··· Data in this exercise ···

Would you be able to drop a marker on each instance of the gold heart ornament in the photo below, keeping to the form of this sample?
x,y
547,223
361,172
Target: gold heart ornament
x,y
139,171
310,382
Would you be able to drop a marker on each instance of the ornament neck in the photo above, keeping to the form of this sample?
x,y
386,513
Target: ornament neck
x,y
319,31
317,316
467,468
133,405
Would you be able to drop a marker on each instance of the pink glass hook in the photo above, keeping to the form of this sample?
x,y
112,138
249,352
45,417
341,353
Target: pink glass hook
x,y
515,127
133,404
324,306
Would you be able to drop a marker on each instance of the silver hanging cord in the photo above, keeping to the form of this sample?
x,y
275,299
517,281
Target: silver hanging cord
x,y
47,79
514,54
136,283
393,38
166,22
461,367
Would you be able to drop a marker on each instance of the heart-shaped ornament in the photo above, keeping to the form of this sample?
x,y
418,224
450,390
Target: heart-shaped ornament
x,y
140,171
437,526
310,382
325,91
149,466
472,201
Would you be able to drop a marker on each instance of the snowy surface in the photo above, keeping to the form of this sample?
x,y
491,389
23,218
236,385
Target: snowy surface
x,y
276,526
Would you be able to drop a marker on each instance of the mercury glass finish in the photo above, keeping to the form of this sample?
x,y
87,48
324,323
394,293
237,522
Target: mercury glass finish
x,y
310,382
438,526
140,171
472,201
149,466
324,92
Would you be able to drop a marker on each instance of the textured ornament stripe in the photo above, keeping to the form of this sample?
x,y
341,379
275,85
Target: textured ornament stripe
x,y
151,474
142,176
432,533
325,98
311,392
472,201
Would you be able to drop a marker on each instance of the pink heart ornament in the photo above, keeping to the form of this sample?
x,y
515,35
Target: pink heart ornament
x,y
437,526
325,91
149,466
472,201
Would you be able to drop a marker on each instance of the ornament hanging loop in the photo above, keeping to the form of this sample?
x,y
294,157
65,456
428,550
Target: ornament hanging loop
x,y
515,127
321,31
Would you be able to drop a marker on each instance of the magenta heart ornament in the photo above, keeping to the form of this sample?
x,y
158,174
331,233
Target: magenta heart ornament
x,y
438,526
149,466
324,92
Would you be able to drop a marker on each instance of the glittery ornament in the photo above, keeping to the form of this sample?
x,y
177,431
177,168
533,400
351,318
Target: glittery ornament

···

### [Task directions]
For each line of the entries that includes "glittery", show that line.

### [Task result]
Would you be able to drop a marker on each instance of the glittery ornament in the photo above, keeping to the form of this sample?
Target: glittery ornament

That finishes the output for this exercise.